▶ _PROMPT_:
Report every line in the records below that contains the string "after", treating uppercase and lowercase letters as distinct.

◆ ◆ ◆ ◆ ◆

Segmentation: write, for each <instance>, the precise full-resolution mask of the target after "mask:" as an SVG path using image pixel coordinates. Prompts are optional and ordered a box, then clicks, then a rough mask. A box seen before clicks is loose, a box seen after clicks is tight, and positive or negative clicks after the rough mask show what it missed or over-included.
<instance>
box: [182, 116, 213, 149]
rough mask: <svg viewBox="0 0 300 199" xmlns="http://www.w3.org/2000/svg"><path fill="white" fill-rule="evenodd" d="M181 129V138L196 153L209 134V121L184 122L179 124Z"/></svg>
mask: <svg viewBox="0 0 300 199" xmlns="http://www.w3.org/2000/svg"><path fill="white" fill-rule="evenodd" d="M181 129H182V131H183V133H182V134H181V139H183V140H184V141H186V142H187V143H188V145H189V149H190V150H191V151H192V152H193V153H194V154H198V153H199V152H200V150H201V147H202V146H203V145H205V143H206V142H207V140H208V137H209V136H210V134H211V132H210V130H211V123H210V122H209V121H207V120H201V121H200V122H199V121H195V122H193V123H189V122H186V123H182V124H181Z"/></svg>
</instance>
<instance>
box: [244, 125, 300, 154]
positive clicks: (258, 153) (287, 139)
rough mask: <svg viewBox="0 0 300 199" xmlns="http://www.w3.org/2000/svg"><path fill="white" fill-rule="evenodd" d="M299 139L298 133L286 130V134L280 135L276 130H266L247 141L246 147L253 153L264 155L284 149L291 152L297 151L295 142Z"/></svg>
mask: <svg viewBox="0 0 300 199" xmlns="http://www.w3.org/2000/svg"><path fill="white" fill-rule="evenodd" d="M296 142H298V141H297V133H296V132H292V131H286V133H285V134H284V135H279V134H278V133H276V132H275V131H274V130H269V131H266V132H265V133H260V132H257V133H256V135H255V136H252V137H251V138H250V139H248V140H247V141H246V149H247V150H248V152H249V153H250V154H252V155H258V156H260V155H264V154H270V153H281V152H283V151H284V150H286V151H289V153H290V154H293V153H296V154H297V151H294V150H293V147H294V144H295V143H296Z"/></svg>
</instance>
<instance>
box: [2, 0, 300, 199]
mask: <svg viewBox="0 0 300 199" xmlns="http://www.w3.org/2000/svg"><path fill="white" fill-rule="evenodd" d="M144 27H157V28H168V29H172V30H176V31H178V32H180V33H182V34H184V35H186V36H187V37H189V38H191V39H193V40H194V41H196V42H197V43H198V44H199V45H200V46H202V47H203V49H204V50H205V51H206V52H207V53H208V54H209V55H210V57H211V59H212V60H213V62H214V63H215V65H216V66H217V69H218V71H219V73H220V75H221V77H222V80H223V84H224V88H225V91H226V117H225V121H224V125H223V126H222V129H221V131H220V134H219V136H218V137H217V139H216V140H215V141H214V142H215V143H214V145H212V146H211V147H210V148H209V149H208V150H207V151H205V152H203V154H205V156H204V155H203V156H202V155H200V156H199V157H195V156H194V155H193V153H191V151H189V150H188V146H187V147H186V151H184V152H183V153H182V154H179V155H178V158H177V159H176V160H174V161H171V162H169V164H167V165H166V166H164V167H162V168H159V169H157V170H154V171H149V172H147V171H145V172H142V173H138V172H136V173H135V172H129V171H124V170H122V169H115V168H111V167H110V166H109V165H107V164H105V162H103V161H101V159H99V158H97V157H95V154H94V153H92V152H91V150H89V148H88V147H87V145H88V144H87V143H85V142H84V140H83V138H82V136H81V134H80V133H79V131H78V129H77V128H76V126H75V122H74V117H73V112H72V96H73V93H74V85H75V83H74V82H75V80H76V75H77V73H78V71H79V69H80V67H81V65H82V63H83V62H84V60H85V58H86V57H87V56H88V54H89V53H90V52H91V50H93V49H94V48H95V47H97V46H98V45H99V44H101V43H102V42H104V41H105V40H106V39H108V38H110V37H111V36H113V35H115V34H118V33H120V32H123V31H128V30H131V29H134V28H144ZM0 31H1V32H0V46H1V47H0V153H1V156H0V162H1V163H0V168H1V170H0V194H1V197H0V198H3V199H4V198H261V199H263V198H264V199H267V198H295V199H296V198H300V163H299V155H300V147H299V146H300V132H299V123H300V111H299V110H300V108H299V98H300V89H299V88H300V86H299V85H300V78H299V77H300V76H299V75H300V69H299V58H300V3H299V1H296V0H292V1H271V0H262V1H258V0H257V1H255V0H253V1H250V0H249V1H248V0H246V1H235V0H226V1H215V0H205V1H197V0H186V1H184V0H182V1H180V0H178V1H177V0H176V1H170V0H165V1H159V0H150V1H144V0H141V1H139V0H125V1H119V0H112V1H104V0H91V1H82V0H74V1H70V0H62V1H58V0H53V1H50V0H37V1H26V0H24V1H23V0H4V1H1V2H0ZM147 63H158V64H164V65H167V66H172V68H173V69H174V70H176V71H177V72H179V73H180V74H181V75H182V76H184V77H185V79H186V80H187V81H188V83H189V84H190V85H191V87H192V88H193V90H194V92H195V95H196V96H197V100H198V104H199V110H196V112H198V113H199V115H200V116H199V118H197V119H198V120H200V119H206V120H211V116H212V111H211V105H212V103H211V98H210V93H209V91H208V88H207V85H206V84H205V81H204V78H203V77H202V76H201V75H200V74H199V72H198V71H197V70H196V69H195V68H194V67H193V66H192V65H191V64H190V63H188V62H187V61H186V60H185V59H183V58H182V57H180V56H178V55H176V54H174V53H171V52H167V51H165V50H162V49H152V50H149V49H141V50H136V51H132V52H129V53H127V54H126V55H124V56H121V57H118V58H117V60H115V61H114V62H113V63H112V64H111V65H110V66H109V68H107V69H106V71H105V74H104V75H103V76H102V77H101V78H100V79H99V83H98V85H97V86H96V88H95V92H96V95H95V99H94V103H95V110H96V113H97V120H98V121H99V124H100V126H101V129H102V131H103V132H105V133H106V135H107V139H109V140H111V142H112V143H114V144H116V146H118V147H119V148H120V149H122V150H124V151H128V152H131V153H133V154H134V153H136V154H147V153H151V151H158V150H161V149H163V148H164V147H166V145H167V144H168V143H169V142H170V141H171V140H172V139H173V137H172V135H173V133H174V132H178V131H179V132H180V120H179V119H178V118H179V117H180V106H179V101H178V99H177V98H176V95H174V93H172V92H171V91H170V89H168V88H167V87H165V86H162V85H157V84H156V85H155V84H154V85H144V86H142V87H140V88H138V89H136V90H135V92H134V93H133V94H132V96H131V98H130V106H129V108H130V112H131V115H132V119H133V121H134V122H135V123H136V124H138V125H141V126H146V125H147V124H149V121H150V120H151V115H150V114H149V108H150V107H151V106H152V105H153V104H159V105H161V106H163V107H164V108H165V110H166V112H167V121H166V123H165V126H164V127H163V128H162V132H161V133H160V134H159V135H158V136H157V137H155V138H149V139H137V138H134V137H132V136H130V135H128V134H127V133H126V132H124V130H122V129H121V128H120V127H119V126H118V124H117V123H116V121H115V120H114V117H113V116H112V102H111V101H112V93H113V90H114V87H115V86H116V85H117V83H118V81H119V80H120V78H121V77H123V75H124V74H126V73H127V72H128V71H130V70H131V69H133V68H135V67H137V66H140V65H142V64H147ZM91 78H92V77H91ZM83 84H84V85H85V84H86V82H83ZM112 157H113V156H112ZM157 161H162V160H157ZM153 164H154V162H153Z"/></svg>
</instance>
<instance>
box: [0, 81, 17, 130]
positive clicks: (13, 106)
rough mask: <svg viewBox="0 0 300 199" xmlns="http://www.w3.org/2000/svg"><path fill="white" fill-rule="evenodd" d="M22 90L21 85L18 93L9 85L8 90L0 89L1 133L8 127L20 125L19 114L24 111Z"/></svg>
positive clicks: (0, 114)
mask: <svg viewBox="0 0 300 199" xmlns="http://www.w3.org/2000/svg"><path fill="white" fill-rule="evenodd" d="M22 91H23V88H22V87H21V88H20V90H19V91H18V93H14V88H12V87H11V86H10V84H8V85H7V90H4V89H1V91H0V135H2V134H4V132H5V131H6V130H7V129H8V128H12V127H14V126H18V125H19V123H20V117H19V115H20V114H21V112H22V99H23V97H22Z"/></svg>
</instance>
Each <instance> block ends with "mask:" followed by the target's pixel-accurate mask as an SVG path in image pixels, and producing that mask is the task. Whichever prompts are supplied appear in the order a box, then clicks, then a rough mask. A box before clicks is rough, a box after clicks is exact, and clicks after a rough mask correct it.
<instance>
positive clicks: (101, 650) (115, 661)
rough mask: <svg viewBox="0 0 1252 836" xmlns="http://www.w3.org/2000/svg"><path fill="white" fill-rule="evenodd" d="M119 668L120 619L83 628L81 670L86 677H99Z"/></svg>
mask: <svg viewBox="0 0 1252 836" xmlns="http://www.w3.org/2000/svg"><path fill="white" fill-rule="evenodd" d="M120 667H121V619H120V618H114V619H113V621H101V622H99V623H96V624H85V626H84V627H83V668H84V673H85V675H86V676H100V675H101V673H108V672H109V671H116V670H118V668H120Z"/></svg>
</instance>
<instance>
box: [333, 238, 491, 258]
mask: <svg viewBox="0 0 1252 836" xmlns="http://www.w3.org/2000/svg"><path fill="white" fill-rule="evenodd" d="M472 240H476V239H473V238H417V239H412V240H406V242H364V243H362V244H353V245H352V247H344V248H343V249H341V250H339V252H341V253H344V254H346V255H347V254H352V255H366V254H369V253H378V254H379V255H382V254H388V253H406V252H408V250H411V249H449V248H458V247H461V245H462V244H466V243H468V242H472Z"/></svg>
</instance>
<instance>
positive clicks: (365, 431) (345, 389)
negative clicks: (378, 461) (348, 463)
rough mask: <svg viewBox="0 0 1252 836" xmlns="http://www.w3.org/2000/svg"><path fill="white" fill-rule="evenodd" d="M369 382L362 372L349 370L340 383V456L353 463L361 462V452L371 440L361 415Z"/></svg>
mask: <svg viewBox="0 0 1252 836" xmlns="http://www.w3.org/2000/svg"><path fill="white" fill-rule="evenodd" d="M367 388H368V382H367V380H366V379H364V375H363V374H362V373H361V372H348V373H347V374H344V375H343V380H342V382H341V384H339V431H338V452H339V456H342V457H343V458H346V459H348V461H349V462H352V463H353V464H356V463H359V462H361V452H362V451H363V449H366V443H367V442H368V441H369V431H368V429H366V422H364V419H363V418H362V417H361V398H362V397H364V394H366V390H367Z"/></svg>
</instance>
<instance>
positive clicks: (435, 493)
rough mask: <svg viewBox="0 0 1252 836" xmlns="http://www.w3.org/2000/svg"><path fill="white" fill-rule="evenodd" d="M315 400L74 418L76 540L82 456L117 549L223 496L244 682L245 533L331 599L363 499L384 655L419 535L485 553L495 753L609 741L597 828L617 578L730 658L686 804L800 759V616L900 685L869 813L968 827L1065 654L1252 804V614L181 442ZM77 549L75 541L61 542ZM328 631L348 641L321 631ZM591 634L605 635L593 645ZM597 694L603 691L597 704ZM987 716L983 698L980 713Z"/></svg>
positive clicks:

◆ ◆ ◆ ◆ ◆

▶ _SOLUTION_:
Segmentation: write, for each <instance>, the precise full-resolution mask of the target after "mask:" as an SVG path using image pixel coordinates. Prompts are optional and ordered a box, then clicks, then a rough mask. A box seen before clicks is loose, a box seen after clicks is tight, and positive or negative clicks after the rough mask show what it missed or over-included.
Each <instance> block ends with "mask:" followed by the target's pixel-accurate mask as an SVG path in image pixels, and producing that mask is the task. Whichever prompts are supplied appear in the order a box, then clicks, then a rough mask. A box before clicks is rough, a box after clicks is exact, and clicks after a rough mask correct it.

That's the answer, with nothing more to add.